--- SUPPLIED RECORDS Enclosed Below ---

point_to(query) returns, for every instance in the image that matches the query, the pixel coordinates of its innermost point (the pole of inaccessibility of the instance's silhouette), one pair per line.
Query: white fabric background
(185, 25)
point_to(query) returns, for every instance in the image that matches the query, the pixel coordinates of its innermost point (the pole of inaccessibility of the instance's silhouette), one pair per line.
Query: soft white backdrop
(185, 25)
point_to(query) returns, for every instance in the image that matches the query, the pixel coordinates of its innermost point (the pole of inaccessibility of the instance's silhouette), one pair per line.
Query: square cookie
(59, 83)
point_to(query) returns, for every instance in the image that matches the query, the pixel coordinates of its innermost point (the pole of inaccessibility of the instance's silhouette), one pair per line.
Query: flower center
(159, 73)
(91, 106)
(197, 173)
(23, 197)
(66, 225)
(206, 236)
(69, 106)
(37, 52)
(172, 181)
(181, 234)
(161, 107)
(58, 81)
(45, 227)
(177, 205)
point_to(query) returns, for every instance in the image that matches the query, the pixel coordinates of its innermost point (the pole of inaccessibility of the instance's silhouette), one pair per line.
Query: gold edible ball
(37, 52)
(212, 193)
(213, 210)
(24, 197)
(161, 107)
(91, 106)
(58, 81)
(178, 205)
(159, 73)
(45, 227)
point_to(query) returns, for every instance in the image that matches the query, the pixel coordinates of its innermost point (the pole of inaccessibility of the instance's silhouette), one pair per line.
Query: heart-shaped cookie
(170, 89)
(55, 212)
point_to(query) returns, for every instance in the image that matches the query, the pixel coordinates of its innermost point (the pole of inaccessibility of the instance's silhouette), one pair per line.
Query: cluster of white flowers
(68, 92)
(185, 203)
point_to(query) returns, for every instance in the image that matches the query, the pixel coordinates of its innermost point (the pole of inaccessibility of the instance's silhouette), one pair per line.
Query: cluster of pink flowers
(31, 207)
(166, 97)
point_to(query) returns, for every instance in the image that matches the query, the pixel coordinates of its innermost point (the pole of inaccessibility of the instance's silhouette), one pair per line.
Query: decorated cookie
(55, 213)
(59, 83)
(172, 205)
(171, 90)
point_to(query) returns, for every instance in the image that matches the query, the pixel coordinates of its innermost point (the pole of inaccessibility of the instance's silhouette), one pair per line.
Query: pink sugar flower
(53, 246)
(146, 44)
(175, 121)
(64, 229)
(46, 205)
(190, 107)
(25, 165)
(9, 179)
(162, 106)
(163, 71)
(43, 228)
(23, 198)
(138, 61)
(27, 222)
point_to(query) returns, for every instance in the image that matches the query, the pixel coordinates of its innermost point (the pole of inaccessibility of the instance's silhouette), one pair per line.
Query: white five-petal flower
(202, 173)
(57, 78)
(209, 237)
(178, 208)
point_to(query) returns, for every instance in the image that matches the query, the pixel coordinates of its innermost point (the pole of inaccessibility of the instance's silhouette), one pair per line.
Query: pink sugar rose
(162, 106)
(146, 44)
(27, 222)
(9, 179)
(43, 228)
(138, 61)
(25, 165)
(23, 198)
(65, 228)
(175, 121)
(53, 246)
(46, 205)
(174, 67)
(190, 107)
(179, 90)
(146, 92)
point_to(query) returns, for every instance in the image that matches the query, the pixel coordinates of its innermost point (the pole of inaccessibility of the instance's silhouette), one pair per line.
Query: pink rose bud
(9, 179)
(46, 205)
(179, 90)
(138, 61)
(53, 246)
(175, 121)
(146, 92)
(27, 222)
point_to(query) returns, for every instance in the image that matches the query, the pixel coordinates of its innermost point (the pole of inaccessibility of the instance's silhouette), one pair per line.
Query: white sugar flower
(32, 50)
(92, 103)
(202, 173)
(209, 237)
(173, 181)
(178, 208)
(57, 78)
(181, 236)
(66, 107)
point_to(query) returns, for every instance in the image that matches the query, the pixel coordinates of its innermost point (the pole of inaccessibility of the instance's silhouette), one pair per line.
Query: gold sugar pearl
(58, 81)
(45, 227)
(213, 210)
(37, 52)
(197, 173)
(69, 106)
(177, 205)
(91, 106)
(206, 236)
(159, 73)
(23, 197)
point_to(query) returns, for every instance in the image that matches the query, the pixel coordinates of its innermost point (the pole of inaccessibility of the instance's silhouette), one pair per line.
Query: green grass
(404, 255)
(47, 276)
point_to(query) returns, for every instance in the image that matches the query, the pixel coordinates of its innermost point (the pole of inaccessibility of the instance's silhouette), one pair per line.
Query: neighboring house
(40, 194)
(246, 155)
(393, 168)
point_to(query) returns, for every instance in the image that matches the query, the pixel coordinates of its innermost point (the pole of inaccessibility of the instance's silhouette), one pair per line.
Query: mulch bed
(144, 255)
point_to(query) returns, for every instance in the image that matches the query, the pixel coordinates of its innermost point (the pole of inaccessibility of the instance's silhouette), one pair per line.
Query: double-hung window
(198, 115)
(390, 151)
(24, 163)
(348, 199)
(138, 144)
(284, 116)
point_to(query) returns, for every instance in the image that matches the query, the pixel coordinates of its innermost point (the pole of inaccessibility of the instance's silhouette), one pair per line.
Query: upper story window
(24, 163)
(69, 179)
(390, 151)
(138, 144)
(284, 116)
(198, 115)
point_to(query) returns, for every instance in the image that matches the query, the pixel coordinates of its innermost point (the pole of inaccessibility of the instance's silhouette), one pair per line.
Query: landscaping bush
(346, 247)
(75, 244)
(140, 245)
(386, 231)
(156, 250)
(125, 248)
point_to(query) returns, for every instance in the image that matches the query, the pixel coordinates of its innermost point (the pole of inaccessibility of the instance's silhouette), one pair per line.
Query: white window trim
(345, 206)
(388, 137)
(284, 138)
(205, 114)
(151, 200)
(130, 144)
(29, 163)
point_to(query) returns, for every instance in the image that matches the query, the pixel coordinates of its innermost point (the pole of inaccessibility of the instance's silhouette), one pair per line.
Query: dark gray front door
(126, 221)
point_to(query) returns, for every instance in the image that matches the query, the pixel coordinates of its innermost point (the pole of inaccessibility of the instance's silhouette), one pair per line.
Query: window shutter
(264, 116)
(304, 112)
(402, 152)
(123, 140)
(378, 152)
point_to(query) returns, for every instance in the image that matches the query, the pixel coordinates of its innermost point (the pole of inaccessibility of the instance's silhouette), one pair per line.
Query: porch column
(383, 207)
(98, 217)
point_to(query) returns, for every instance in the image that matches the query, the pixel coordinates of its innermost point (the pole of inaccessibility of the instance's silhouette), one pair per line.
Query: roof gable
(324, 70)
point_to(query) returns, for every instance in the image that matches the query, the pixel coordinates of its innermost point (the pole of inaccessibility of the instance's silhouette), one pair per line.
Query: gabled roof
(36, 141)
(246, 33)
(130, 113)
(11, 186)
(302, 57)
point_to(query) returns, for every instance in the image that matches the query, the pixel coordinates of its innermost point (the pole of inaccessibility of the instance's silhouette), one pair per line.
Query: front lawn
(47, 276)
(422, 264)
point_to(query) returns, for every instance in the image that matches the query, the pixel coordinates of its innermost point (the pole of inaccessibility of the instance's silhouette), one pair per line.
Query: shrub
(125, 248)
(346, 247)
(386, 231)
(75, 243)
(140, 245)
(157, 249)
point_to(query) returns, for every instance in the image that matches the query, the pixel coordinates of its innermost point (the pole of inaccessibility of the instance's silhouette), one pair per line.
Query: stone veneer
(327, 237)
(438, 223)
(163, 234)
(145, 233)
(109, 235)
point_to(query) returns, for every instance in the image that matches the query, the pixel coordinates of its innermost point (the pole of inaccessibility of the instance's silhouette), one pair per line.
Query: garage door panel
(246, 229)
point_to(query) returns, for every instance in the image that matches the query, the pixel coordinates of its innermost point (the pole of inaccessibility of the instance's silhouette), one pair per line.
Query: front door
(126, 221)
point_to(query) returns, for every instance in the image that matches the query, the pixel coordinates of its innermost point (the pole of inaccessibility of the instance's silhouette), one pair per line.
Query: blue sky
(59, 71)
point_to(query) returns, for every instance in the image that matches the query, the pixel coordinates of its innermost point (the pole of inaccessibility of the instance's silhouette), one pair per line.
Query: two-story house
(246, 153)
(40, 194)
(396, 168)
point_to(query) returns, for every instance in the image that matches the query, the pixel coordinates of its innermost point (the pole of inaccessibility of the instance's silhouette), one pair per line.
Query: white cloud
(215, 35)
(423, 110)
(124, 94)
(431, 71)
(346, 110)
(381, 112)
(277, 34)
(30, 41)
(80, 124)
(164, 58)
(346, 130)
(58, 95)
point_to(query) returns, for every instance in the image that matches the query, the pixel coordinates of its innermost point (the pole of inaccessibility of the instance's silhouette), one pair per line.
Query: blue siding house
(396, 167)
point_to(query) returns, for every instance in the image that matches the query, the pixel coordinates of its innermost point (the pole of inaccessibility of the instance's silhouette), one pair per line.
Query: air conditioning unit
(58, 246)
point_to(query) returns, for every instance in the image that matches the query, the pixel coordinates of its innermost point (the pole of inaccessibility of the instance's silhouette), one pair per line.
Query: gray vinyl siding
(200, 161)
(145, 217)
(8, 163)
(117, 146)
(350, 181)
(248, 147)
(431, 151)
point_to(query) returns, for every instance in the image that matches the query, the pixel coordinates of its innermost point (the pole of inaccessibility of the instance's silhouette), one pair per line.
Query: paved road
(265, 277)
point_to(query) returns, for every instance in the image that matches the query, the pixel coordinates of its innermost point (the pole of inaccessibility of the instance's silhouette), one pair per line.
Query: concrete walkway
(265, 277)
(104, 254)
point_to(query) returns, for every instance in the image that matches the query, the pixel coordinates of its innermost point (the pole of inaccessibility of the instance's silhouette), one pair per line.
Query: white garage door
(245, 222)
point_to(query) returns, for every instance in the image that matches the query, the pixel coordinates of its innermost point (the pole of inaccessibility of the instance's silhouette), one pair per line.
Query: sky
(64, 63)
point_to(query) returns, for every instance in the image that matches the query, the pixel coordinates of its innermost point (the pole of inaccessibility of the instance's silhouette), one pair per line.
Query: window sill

--- End of Enclosed SUPPLIED RECORDS ---

- [YOUR OBJECTIVE]:
All lines from the one containing "Query: paved road" to the end of the data above are to be set down exactly; no others belong in the answer.

- [EXERCISE ANSWER]:
Query: paved road
(265, 277)
point_to(query) returns, for every instance in the image that matches the query, the pixel coordinates of its innermost point (the pole of inaccessibility of the instance's silhouette), one pair per line.
Query: concrete walkway
(265, 277)
(104, 254)
point_to(query) returns, for every instance in the image that matches the query, the pixel coordinates of its innermost point (the pole of inaccessibility of the instance's silhouette), one pair per line.
Query: white garage door
(245, 222)
point_to(query) returns, for every instance in the image that matches the query, the pixel coordinates of its innermost point (the pole of inaccessibility of the instance's silhouette), one pair per line.
Query: sky
(64, 63)
point_to(query) returns, for every instance in the image that matches the query, the pixel coordinates of its innermost point (the pole of inaccessibility of the instance's silhouette), one pair per line.
Query: window sill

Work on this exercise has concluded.